**Task instructions:** All records are to be retyped faithfully and completely.

**Given entries:**

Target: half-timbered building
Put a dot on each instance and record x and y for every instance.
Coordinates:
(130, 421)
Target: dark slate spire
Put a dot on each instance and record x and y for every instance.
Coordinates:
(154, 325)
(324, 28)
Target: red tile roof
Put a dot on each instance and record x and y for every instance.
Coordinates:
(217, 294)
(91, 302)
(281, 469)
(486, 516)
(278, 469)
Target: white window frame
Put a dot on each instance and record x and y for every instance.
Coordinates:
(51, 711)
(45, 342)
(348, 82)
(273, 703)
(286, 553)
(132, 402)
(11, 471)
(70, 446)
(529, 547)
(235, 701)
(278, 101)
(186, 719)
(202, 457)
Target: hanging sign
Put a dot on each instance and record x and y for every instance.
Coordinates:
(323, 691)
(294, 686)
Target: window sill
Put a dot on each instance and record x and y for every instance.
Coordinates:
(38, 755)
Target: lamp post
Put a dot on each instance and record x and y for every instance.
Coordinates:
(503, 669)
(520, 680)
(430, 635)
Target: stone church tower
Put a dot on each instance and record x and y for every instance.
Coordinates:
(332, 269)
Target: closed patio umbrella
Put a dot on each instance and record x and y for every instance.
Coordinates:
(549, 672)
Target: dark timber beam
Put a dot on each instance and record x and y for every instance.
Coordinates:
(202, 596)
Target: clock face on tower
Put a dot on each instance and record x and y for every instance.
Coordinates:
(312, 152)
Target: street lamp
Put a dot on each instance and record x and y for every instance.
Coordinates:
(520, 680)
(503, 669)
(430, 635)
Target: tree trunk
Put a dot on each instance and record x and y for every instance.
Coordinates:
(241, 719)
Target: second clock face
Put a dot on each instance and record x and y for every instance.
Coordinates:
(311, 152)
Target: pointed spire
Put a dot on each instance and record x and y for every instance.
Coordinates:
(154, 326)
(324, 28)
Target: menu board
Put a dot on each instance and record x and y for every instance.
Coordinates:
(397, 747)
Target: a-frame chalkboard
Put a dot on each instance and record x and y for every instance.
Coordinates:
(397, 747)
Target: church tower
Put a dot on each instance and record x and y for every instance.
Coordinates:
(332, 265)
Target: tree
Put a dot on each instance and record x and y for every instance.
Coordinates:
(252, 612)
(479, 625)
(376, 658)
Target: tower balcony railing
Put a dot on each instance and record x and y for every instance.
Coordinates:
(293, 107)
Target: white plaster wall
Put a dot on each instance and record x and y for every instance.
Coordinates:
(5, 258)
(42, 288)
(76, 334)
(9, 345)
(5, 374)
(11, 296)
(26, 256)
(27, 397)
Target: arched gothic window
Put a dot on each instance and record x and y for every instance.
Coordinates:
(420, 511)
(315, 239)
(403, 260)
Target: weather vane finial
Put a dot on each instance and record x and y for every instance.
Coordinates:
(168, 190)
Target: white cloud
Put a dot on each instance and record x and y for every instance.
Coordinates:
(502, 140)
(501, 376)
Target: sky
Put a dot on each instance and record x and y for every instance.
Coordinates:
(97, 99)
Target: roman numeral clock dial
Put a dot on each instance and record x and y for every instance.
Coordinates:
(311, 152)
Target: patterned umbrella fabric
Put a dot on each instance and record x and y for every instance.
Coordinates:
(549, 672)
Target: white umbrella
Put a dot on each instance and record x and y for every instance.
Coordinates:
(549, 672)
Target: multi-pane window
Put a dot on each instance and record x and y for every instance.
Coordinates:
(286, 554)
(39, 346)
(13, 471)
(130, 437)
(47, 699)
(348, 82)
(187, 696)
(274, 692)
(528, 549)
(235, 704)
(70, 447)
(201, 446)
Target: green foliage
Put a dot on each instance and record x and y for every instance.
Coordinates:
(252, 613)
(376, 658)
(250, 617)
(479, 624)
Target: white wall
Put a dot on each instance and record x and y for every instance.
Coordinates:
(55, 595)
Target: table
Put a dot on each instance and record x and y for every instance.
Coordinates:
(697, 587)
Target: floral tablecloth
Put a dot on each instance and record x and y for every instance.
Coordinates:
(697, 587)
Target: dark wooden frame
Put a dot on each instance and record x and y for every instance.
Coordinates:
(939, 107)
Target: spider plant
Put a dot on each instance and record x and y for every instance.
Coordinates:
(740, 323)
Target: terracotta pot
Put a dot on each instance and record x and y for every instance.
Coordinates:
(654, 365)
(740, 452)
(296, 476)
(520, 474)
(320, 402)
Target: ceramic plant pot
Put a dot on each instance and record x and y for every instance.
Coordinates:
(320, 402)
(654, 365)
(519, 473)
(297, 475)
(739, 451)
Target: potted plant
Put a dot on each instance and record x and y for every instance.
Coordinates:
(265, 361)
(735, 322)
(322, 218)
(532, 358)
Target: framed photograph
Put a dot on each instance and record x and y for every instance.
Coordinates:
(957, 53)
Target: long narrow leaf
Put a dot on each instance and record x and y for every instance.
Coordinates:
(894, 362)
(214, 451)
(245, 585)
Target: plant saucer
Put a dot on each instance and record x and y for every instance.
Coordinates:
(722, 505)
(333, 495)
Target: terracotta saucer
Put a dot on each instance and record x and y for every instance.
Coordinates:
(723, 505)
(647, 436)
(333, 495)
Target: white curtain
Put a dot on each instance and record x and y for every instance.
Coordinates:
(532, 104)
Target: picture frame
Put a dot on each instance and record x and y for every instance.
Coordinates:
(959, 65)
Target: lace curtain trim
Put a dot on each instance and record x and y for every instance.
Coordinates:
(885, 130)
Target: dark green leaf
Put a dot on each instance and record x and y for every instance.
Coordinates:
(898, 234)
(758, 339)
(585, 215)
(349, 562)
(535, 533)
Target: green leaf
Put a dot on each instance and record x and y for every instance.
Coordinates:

**Output:**
Target: half-timbered building
Put a dot on each instance and record x and y for every instance.
Coordinates:
(130, 421)
Target: dark slate spire
Put a dot on each instance and record x and y for every instance.
Coordinates:
(154, 325)
(324, 28)
Target: red tile roof
Put a dot on each instance and record x and y for every instance.
Coordinates:
(217, 294)
(91, 302)
(281, 469)
(486, 516)
(278, 469)
Target: white window frame
Put a dot on each instance and record x and y for every instance.
Coordinates:
(51, 711)
(45, 342)
(348, 82)
(273, 703)
(286, 553)
(132, 402)
(11, 471)
(70, 446)
(529, 547)
(235, 701)
(278, 101)
(186, 719)
(202, 457)
Target: hanging sign
Put a dot on each instance and record x and y for every instance.
Coordinates:
(323, 691)
(294, 686)
Target: window sill
Put a dot on each instance and record x and y for every instance.
Coordinates:
(38, 755)
Target: lamp post
Put a dot on each instance and record x and y for every instance.
Coordinates:
(503, 669)
(520, 680)
(430, 635)
Target: stone church tower
Put a dot on each instance and record x and y for every instance.
Coordinates:
(332, 269)
Target: closed patio umbrella
Put a dot on each instance and record x and y for every instance.
Coordinates:
(549, 672)
Target: dark timber beam
Put a dot on each instance and record x and y for every instance.
Coordinates:
(202, 596)
Target: clock face on tower
Put a dot on each instance and record x and y for every instance.
Coordinates:
(312, 152)
Target: street lamp
Put a dot on each instance and record x and y for every instance.
Coordinates:
(520, 680)
(503, 669)
(430, 635)
Target: tree trunk
Put a dot on each instance and record x and y for every instance.
Coordinates:
(241, 719)
Target: second clock face
Put a dot on each instance and record x and y for every instance.
Coordinates:
(311, 152)
Target: pointed spire
Put a dot on each instance and record x and y for every instance.
Coordinates:
(154, 326)
(324, 28)
Target: menu board
Put a dot on each instance and record x and y for every instance.
Coordinates:
(397, 747)
Target: a-frame chalkboard
Put a dot on each instance and record x and y for every instance.
Coordinates:
(397, 747)
Target: church tower
Put a dot on each instance and record x and y for every instance.
Coordinates:
(332, 265)
Target: tree
Put a dot on each instance and record x and y for every instance.
Coordinates:
(252, 612)
(479, 625)
(376, 658)
Target: tower balcony railing
Put a dot on each instance and record x and y for every instance.
Coordinates:
(293, 107)
Target: white plaster wall
Put a dot on each instance and record x and y for every instance.
Coordinates:
(5, 258)
(42, 288)
(76, 334)
(9, 345)
(5, 374)
(11, 296)
(26, 256)
(27, 397)
Target: arched gothic window
Put a dot on each instance and record x and y for every instance.
Coordinates:
(420, 511)
(315, 239)
(403, 260)
Target: weather vane finial
Put a dot on each instance and record x and y for every instance.
Coordinates:
(168, 190)
Target: white cloud
Put a dot on each instance and record x and y for every instance.
Coordinates:
(502, 140)
(501, 376)
Target: sky
Put a dot on each instance and record x and y for every instance.
Coordinates:
(97, 99)
Target: roman numeral clock dial
Put a dot on each instance and record x and y for every instance.
Coordinates:
(311, 152)
Target: patterned umbrella fabric
Put a dot on each instance and record x and y for every instance.
Coordinates:
(549, 672)
Target: white umbrella
Put a dot on each instance and record x and y for every instance.
Coordinates:
(549, 672)
Target: multi-pane window
Put a dot on each instance and record x and y for every instance.
Coordinates:
(286, 554)
(39, 346)
(13, 471)
(130, 437)
(47, 699)
(348, 82)
(187, 696)
(274, 692)
(528, 549)
(235, 704)
(70, 447)
(201, 446)
Target: green foliage
Put a dot on each instance and record x and y for every instance.
Coordinates:
(252, 613)
(376, 658)
(250, 617)
(479, 624)
Target: white wall
Put a dot on each instance and record x and y for every instance.
Coordinates:
(55, 595)
Target: table
Put a dot on each instance and record x and y for every instance.
Coordinates:
(697, 587)
Target: floral tablecloth
Put a dot on each instance and record x and y for every instance.
Coordinates:
(697, 587)
Target: dark wooden frame
Put a dot on each instance and record x and y for every instance.
Coordinates:
(939, 107)
Target: spider plant
Put a dot on each instance and record x and y for every instance.
Coordinates:
(740, 323)
Target: terracotta pot
Put a dot on each instance and record x and y for every instance.
Coordinates:
(654, 365)
(740, 452)
(296, 476)
(520, 474)
(320, 402)
Target: ceramic plant pot
Put a dot on each instance and record x and y for every instance.
Coordinates:
(320, 402)
(654, 365)
(519, 473)
(297, 475)
(739, 451)
Target: potted plant
Put a dot on each instance and record x and y for every instance.
Coordinates:
(265, 361)
(735, 322)
(322, 218)
(532, 358)
Target: framed photograph
Put a dot on each instance and record x and y for every instance.
Coordinates:
(957, 53)
Target: long narrow leaf
Put a dot on each instance and record x and y for every instance.
Coordinates:
(894, 362)
(214, 451)
(245, 585)
Target: plant saucer
Put a dot on each instance and record x and y for every instance.
Coordinates:
(722, 505)
(333, 495)
Target: terracotta saucer
Put a dot on each instance and record x and y for every instance.
Coordinates:
(723, 505)
(647, 436)
(333, 495)
Target: white curtain
Put a dot on each instance and record x and y for every instance.
Coordinates:
(532, 104)
Target: picture frame
Put a dot on each instance and record x and y for every instance.
Coordinates:
(959, 65)
Target: lace curtain trim
Put a dot on each instance and record x and y for every instance.
Coordinates:
(885, 130)
Target: dark green leaf
Put a dot on each instance and record x and y for every instance.
Coordinates:
(898, 234)
(758, 339)
(585, 215)
(349, 562)
(535, 533)
Target: green leaf
Put a dot on each instance and record x and y for every instance.
Coordinates:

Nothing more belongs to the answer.